■ **WHAT TO PRODUCE**
Please report every line in the listing below that contains the word "Query", copying each such line in full.

■ **DATA SUPPLIED**
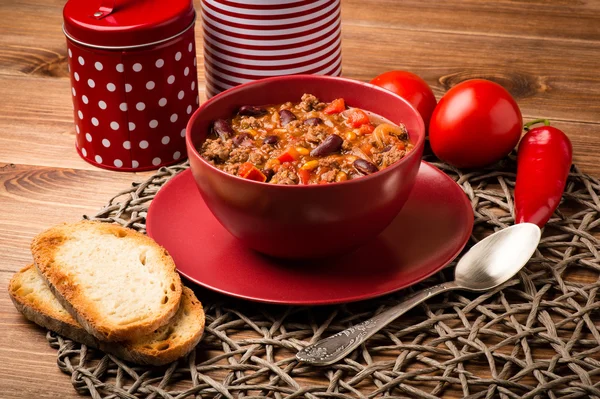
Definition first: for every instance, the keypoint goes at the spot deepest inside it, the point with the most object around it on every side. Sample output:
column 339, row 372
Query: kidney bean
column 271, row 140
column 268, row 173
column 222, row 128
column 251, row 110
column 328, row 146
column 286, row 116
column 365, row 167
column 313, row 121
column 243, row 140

==

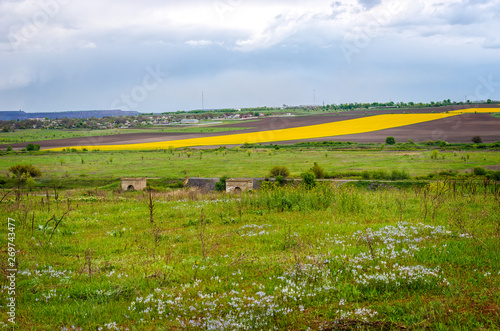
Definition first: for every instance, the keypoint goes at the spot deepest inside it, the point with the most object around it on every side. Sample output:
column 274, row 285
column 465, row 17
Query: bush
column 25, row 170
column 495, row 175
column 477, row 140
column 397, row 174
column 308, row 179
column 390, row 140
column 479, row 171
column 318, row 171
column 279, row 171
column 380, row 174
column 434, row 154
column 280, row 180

---

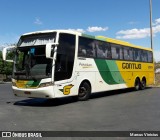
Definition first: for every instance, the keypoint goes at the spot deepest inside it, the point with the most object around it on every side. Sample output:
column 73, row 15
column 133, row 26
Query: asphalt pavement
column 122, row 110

■ **RESULT**
Query: kidney bean
Query: bush
Query: asphalt pavement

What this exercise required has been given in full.